------ Entries provided

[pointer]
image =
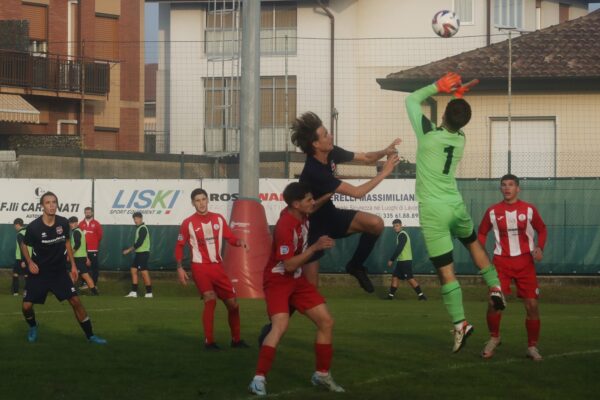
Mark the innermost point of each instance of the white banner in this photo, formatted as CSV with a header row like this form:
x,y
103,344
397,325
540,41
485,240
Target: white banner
x,y
391,199
20,198
162,202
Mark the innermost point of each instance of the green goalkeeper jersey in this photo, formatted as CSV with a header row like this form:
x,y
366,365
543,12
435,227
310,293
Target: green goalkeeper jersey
x,y
438,153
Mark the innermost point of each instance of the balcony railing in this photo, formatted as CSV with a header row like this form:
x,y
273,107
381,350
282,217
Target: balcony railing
x,y
53,72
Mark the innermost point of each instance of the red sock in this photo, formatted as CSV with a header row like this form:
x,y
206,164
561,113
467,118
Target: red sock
x,y
493,319
323,355
234,323
208,317
266,355
533,331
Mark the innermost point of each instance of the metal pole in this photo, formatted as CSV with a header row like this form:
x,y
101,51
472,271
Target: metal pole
x,y
509,100
250,100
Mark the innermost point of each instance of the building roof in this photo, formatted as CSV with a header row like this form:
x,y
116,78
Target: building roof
x,y
563,56
150,82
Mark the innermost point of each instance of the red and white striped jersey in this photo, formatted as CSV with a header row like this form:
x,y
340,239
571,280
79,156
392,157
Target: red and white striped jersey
x,y
204,234
289,239
514,227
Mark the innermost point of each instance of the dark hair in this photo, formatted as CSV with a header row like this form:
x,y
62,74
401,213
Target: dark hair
x,y
198,191
510,177
304,131
48,194
457,114
295,191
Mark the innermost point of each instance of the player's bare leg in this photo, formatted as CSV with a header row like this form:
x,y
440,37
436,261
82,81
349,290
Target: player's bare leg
x,y
371,226
488,271
233,317
134,283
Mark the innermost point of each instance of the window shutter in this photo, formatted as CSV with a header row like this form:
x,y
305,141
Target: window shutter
x,y
38,21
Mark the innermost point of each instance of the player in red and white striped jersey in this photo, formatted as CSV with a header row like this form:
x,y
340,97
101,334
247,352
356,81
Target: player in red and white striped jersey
x,y
285,286
515,224
205,232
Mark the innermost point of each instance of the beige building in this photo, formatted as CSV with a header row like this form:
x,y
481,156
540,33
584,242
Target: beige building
x,y
553,108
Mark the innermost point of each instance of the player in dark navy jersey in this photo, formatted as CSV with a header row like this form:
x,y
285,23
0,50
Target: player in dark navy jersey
x,y
49,239
319,173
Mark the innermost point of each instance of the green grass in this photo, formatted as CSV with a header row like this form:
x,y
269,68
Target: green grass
x,y
383,350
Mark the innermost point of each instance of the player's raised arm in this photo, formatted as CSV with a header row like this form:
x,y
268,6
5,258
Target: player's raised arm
x,y
373,156
421,124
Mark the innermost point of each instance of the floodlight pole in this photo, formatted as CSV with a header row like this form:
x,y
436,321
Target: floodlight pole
x,y
250,100
509,100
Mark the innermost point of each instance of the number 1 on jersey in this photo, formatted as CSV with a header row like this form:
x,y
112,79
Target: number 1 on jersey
x,y
450,151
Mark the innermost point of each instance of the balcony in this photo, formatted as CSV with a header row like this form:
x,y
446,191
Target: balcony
x,y
50,72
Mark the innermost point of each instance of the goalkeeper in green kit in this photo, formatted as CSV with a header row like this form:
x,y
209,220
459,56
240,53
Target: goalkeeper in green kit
x,y
442,212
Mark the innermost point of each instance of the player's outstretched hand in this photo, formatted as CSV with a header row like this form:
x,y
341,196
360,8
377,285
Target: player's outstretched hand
x,y
182,276
460,92
324,242
390,164
448,83
391,149
33,268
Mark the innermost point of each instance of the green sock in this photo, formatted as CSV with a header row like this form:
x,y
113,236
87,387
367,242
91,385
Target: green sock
x,y
452,295
490,276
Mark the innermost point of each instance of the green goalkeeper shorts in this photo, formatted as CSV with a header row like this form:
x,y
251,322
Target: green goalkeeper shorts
x,y
441,222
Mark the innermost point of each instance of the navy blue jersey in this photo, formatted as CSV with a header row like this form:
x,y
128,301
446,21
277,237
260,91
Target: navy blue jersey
x,y
321,177
48,244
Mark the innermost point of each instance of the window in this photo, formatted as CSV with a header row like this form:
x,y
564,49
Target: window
x,y
464,10
508,13
37,16
532,147
222,118
107,33
224,30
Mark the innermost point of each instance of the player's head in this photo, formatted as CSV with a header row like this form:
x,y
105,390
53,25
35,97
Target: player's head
x,y
309,134
18,223
73,222
138,218
49,203
200,200
298,197
509,186
457,114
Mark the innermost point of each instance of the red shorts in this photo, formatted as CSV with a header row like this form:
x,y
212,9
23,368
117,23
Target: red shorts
x,y
281,293
212,278
521,270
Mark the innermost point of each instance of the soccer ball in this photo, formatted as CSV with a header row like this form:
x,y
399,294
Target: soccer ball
x,y
445,23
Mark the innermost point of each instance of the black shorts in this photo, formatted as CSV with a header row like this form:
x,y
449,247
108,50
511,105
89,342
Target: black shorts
x,y
403,270
38,286
80,264
141,261
334,224
18,270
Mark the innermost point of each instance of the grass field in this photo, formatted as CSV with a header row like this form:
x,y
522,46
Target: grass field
x,y
383,350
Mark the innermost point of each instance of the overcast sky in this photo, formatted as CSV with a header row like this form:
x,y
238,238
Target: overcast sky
x,y
151,30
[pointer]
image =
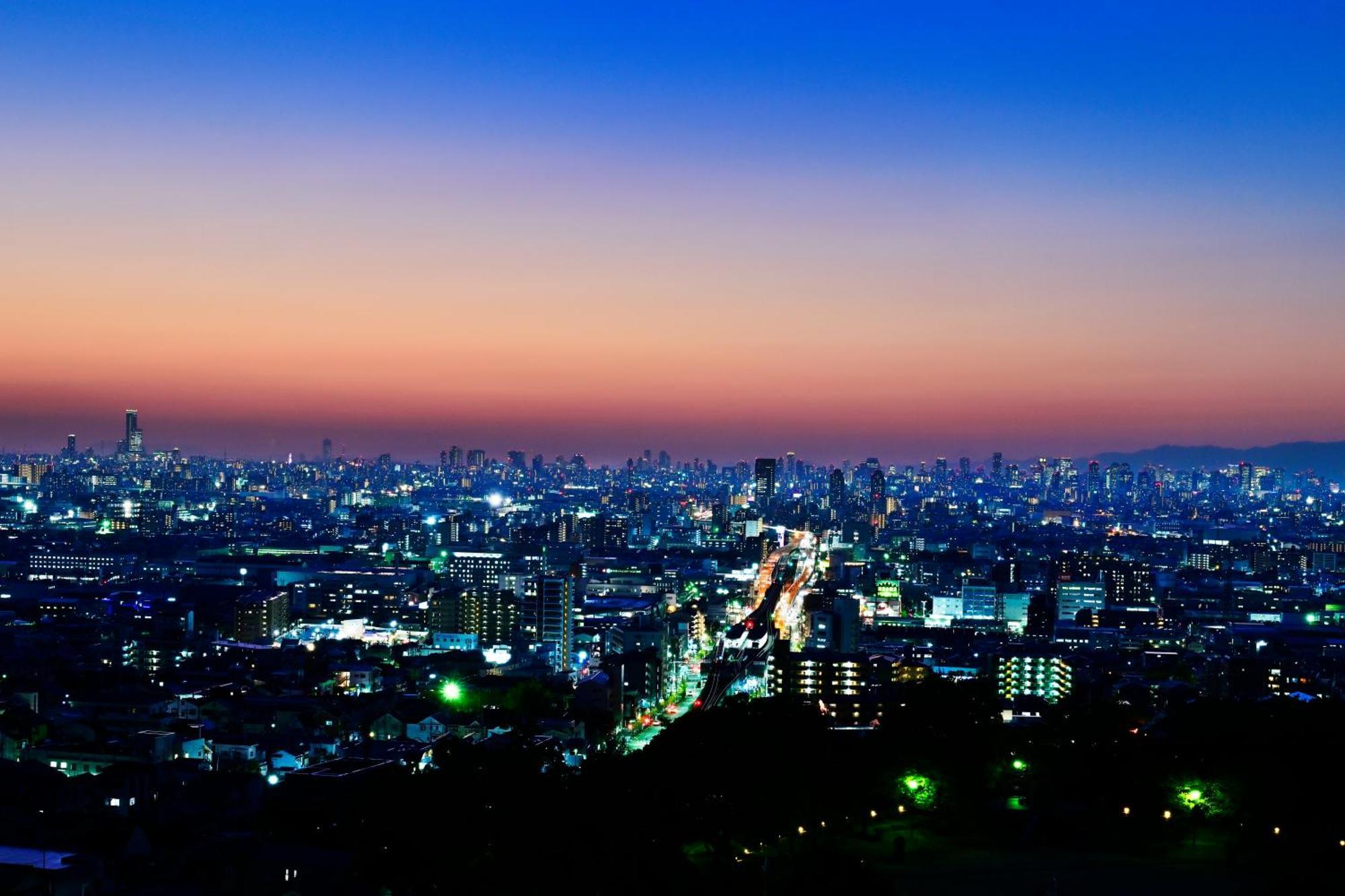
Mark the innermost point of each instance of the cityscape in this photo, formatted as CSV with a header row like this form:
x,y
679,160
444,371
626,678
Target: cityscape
x,y
268,651
693,448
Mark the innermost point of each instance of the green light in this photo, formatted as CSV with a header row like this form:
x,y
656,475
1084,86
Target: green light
x,y
922,790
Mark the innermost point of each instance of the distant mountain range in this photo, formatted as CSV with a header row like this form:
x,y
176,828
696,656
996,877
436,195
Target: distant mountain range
x,y
1325,458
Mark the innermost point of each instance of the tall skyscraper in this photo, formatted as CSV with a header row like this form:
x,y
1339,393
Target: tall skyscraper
x,y
878,491
131,444
836,493
765,483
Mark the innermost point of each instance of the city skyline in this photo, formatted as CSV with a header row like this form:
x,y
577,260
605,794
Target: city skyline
x,y
100,440
879,231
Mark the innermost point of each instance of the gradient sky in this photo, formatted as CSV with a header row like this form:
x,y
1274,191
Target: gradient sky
x,y
723,229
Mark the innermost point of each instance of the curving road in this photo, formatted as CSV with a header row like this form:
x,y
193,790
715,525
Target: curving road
x,y
778,599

------------

The exercise |
Working from the lines above, reproduce the material exactly and exclude its pictures.

Task solution |
[pointer]
image =
Mark the innermost point of each instance of the white banner in this photo, formatted as CSV with a header row like this form:
x,y
103,344
397,325
540,41
485,240
Target: white banner
x,y
391,199
20,198
162,202
Mark the innermost point of each instance of the green goalkeeper jersey in this photo, formatted as CSV with a header row like this form:
x,y
366,365
543,12
435,227
310,293
Target: green goalkeeper jersey
x,y
438,153
Mark the innermost point of each instance of the balcony railing in this photo, formatted as CSV with a header row like this form:
x,y
273,107
381,350
282,217
Target: balcony railing
x,y
53,72
Mark the innermost point of each instance of the red sock in this photo, formatted as CSV with a header row like this form:
x,y
206,164
561,113
467,118
Target: red sock
x,y
493,319
323,355
234,323
208,317
266,355
533,331
Mark the innermost point of each instance of the metal pole in this photo, formatted as CSV with a header row like this form:
x,y
101,51
472,271
Target: metal pole
x,y
509,100
250,100
Mark the innermost point of each instance of the building roof in this photo, formatted as CSV with a header row like this form:
x,y
116,78
Target: building roof
x,y
563,56
150,82
Mark the innermost point of each instance of the red and white striped jersey in this photo, formatted as CSV with a header row like this form:
x,y
340,239
571,280
79,156
392,157
Target: red and white striped jersey
x,y
204,234
289,239
514,227
Mark the innermost point of each instance of the dark hair in this photo, formatted as CSV with a header row like this form:
x,y
62,74
401,213
Target: dark hair
x,y
198,191
510,177
304,131
48,194
457,114
295,191
Mark the innermost point of each instance of the player's bare leg in this photo, formatted as CSV with a header row like this form:
x,y
440,37
436,261
82,81
349,290
Target: player's bare leg
x,y
371,226
488,271
233,317
134,283
Mark the innermost point of each instance of the window shutter in this photo, formatted as CSV with a header row like this form:
x,y
305,141
Target: window shutter
x,y
38,21
Mark the innermost point of each instance of the player in red and white striped jersey in this photo, formatted as CSV with a header row like this form:
x,y
340,97
101,334
247,352
356,81
Target: player in red and white striped jersey
x,y
285,286
515,224
205,232
Mark the innermost point of each instance of the beige building in this photo, formatted as CSV with a header row like this form:
x,y
481,156
540,33
584,242
Target: beige building
x,y
553,108
Mark the innermost point of each instance of the player in dark navy jersey in this photo, formatted as CSV with a header row like this form:
x,y
285,23
0,50
Target: player in dark navy jersey
x,y
49,239
319,173
Mark the innermost point of each instance of the green grass in this photo, formatted as CSV with a header row like this form:
x,y
269,68
Target: green grass
x,y
383,350
Mark the innermost point of each instance of the player's raised arm in this photo, formatted as CSV with a header row like this form:
x,y
268,6
5,258
Target: player's raised arm
x,y
373,156
421,124
Mark the innermost point of each instance of the floodlight pole in this photo, formatted as CSV with a header row like this form:
x,y
436,321
Target: floodlight pole
x,y
250,100
509,100
Mark the innermost point of each instance of the number 1 on jersey in this photo, formatted as CSV with a header row like this form:
x,y
112,79
Target: number 1 on jersey
x,y
450,151
Mark the innermost point of each instance of the balcony in this photo, formatted as CSV with a header row like this form:
x,y
446,191
Target: balcony
x,y
50,72
Mark the innermost point of each instance of the goalkeeper in green kit in this photo, formatted as CSV with a header row like this form:
x,y
209,220
459,56
240,53
Target: goalkeeper in green kit
x,y
442,212
Mark the innermost point of each instance of the player's outstretched hand in this photo, formatted as CSV with a header row like this form:
x,y
341,196
360,8
377,285
Target: player's outstretched hand
x,y
182,276
460,92
324,242
390,164
448,83
391,149
33,268
Mark the innermost point of each instance of the green sock in this photo, formatted as CSV with a header row like this form:
x,y
113,236
87,387
367,242
91,385
Target: green sock
x,y
452,295
490,276
Mark the innermost point of each instance of the green goalkeeper shorts in this photo, formatted as CSV with a header row like this form:
x,y
251,322
Target: green goalkeeper shorts
x,y
441,222
Mark the innermost point of each instance of the navy blue jersey in this photo, formatted as CSV with a header row like this form:
x,y
128,301
446,21
277,237
260,91
Target: navy blue jersey
x,y
321,177
48,244
Mark the innermost point of each instance of the window in this photo, formatted as CSV with a header row like this form:
x,y
564,49
Target: window
x,y
464,10
508,13
37,16
532,147
222,118
107,33
224,30
Mark the innermost point of each instance of the player's head in this photo, formatted as CSV with a header row like this form:
x,y
105,390
53,25
35,97
Target: player's head
x,y
309,134
18,223
73,222
138,218
49,203
200,200
298,197
509,186
457,114
Mark the innermost point of each instance of the red shorts in this photo, formatted as CSV with a header row like this form:
x,y
212,9
23,368
117,23
Target: red shorts
x,y
281,293
212,278
521,270
Mark the innermost point of each instance of the soccer ball in this photo, formatted as CSV with a header row like this form:
x,y
399,294
Target: soccer ball
x,y
445,23
Mark the innermost point of each instance of the black shorts in this photo, formatted as CSV with a header row like this form:
x,y
449,247
108,50
511,105
89,342
Target: black shorts
x,y
403,270
38,286
80,264
141,261
334,224
18,270
Mark the innermost point of each instance of the grass field in this photo, formatted as CSV with a header row like this form:
x,y
522,46
Target: grass field
x,y
383,350
Mark the innermost point of each instance of the overcast sky in this photo, formatted as CSV with a header row like this form:
x,y
238,238
Target: overcast sky
x,y
151,30
[pointer]
image =
Mark the innermost point of each instance of the cityscape in this photo, formatted as CSV with a header row like this form:
x,y
679,160
444,371
626,678
Target: cityscape
x,y
268,651
693,448
Mark the innermost point of each instance of the green light in this photo, formatted as CSV with a header row like this form:
x,y
656,475
1084,86
Target: green light
x,y
922,790
Mark the innermost point of each instance of the distant mountain range in this photo, formatted as CSV with a header row like this form:
x,y
176,828
696,656
996,877
436,195
Target: distant mountain range
x,y
1325,458
Mark the innermost point of each instance of the tall skyscraper in this photo, formatted as CSV with a header row like this form:
x,y
1339,393
Target: tall skyscraper
x,y
878,491
131,444
836,493
765,483
Mark the innermost point of each instance of the city skyline in this photo, formatted as CSV with a header row like this form:
x,y
577,260
605,794
Target: city skyline
x,y
100,440
879,231
Mark the innermost point of each instance of the gradient sky in this photo, formatted as CSV with a header row like this form:
x,y
1274,191
Target: gradient sky
x,y
723,229
Mark the innermost point of each instance of the curving road in this photo, formatted as CSV with a header row like this form:
x,y
193,790
715,525
Target: curving road
x,y
778,599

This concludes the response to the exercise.